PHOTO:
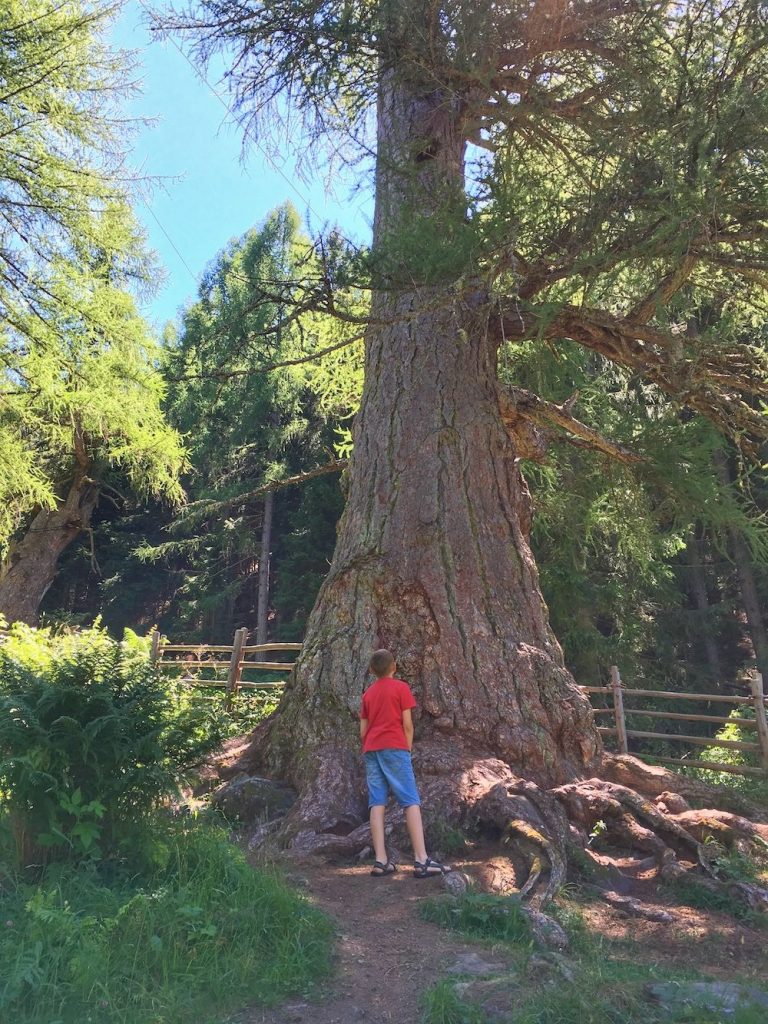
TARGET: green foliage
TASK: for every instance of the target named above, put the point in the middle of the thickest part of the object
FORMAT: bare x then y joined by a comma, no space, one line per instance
182,933
480,915
91,738
248,426
79,391
441,1005
755,787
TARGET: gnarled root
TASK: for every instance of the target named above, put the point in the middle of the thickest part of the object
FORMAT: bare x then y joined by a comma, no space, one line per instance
631,820
538,827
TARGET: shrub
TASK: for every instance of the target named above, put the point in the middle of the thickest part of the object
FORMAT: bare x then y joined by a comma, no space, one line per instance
91,738
184,940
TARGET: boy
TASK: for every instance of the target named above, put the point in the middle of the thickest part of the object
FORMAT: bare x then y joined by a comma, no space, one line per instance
387,734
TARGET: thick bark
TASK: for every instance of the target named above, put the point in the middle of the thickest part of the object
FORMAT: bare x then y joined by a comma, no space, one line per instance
262,608
432,558
32,563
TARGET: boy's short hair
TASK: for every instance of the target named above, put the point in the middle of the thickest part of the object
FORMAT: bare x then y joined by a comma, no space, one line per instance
381,662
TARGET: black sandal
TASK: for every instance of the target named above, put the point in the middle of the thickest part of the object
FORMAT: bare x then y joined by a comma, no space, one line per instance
429,868
379,869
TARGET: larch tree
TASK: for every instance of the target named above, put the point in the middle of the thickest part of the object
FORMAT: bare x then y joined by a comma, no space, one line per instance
589,170
79,388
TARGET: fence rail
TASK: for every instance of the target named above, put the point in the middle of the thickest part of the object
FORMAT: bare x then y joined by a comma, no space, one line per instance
224,666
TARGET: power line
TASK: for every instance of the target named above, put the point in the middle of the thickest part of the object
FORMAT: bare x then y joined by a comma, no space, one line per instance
173,245
291,184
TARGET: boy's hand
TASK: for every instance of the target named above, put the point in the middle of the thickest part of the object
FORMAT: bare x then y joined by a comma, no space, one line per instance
408,727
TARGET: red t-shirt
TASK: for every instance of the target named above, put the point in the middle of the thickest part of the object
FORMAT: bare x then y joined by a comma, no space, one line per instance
383,705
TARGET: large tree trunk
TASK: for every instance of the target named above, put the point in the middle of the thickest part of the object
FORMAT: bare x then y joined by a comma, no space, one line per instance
432,558
433,562
32,563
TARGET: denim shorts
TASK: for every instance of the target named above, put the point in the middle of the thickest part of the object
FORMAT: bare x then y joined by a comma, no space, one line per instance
390,770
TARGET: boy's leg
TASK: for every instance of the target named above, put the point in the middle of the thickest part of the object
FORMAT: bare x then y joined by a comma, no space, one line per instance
377,794
416,833
377,833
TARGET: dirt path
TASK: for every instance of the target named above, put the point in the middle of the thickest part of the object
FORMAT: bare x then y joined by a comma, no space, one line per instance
387,955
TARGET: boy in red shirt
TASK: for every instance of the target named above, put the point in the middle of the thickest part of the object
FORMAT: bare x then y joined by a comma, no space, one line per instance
387,734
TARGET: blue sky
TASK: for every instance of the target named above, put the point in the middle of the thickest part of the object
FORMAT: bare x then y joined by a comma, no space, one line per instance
210,192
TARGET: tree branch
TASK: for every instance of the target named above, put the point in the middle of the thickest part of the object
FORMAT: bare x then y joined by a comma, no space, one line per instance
518,404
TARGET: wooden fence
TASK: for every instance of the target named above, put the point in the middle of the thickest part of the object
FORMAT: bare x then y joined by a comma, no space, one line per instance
225,666
617,693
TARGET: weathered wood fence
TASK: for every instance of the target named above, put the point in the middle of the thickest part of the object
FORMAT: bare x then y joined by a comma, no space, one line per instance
616,693
225,666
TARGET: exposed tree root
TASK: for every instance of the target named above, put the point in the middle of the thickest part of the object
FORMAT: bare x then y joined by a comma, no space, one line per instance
638,809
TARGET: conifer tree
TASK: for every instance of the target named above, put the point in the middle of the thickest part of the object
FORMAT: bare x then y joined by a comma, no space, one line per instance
580,170
79,391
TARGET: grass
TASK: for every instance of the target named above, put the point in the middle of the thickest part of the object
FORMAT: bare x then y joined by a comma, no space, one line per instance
249,708
441,1005
189,932
596,986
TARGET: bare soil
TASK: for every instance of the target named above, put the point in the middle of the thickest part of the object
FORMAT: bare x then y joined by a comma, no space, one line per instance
387,956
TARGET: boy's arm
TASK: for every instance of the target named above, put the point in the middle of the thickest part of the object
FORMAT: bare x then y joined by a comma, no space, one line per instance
408,727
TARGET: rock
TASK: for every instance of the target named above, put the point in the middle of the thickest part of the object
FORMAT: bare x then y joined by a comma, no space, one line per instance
498,876
713,996
498,997
672,803
552,962
546,930
251,799
456,883
475,966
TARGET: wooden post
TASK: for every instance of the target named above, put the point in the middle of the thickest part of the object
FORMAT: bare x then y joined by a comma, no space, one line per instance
615,683
756,684
232,676
155,648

## Goal of the exercise:
The expected response is every line of the material, written out exactly, with the images removed.

## Expected output:
PHOTO:
TARGET: green foliage
TASK: for every instance of the target named above, put the point in the middle of the thickest part of the object
FORMAT: bare x then y joined by a comma, no space, one line per instance
182,933
480,915
91,738
248,426
79,391
441,1005
755,787
TARGET: gnarled root
TASK: for every instance of the target named above, put the point in the middle of the thickest part of the object
FORMAT: bare x then y joined by a comma, no space, one line per instance
631,820
538,827
TARGET: shrub
TASK: for every instance of the target named above, put the point in the middle of the thickest part of the object
FORMAT: bare x then y joined by a comma, no space, one line per instance
91,738
184,940
TARGET: boy
TASK: for every instance of the target named above, put the point in the middle of the thickest part of the object
FORMAT: bare x then y joined by a comma, no space, one line per instance
387,734
TARGET: thick bark
TASK: for every instance of the target named above, put the point in the middle of the thickest part of the object
FORMAT: bare x then y joined by a comma, no space, one line per instance
262,608
432,558
32,563
TARGET: boy's short hair
TASK: for every instance of the target named above, put the point in the middle of the thickest part of the object
FORMAT: bare x then y joined by a comma, no space, one line per instance
381,662
TARGET: black sandal
TASK: for every instance of the target named above, put the point in the middle of the thickest part of the object
FORMAT: bare x then y joined by a comma, no space, one line per instance
429,868
379,869
TARGET: larch tree
TASK: for every instance of the target named above, put the point in the middle of the thickest part of the object
FORMAT: bare x then y joined by a comma, no space, one line per instance
589,170
79,388
TARGET: fence rail
TASK: for every instance of the target named above, put the point in the middle of the thickest part of the object
FORMAT: bare x then y joined by a comma, no space, one line per instance
224,666
TARGET: power line
TASK: for every instance of the target named above, put the point in the middle of the thickest part of the object
FORMAT: bare x then y joined by a comma, no space, one line per instance
173,245
291,184
TARGET: boy's hand
TASK: for every instance of the target named above, put the point in the middle of the thickest part of the object
FORMAT: bare x then y joined by a comma, no space, one line per instance
408,727
TARGET: red t-shirt
TASK: for every instance of the target named above, put the point in the middle of the thickest part of the object
FORMAT: bare x then y joined by a comma, no space, one line per instance
383,705
TARGET: large tree trunk
TASK: for every instance of the target named above, put the point in the middle of the thickest part of the object
FORMAT: bare x then y joined by a comma, no space, one line per instance
432,558
433,562
32,563
TARGET: denim shorts
TASK: for every instance of the target named above, put the point in the middle of the thickest part of the object
FORMAT: bare x then y joined by a comma, no space, one line per instance
390,770
TARGET: boy's leg
TASK: for every instance of the target named above, put the point in the middle of the thickest part of the object
FORMAT: bare x then y joined by a comma, no space, one line per instance
377,794
416,833
377,833
TARGET: dirt path
TASK: for every instance of the target named above, put the point in the middle of the thickest part of the object
FORMAT: bare x then y joined by a comma, no space, one line per instance
387,955
TARGET: boy in red shirt
TASK: for every instance of the target named above, put the point in the middle of the thickest part of the object
FORMAT: bare x then y joined by a comma, no space, one line per instance
387,734
TARGET: blue sky
TASK: for every instance of the target named above, put the point in the middle of the thickest part of the object
FORMAT: bare x then y joined by a comma, no space, one line per instance
210,192
TARGET: tree branch
TASK: for every instance of the target named above, put the point in the middle of the thickest part of the object
FORMAT: bare x then y joined by a comma, no space, one line per instance
518,404
TARGET: wooden fence
TASK: for every instance of the target named above, put the point in the middle of the thickest part of the object
FORMAT: bare x then y joined by a comma, no space, one line per instance
225,666
617,693
TARGET: weathered wood fence
TASK: for every instance of the target named above, put the point in the middle of the thickest part of the object
FORMAT: bare x then y joined by a comma, no space, one line per instance
616,693
225,666
TARGET: exposed tree root
TASK: for every instance of the target named above, put the point in the middle of the thickest part of the object
FORMAT: bare x then y joined by a comma, no space, one line per instance
638,809
TARGET: conifer tree
TASK: for every instance of the target named above, put the point in the middle of the thickest part of the object
FORMAT: bare x then y joined by a comma, no space, one line per instance
580,170
79,391
TARGET: grass
TASK: for every instance of the target named above, put the point in the middle of the thickest part of the object
FORMAT: bare x then y joined by a comma, no space, one line per instance
249,708
441,1005
189,932
596,986
TARGET: bare soil
TASK: for every instance of the target named above, put the point in the middle of the thickest part of the object
FORMAT: bare x then y joined by a comma, no space, one line per instance
387,956
TARGET: boy's arm
TASK: for every instance of the target named above, put the point in the middle of the thickest part of the object
FORMAT: bare x then y joined by a comma, no space, one line per instance
408,727
TARGET: rock
TASK: for every instance of the target named above, put the point in the middle of the thickest part of the object
FORMAT: bare x then y joined by a comma, no space, one line per instance
498,876
713,996
498,997
672,803
552,962
546,930
251,799
456,883
475,966
TARGET: wooden post
TASK: for every instance of the target named above, put the point in the middle of the thickest part of the object
FORMAT: bare x then y joined by a comma, no space, one line per instance
615,683
756,684
232,676
155,648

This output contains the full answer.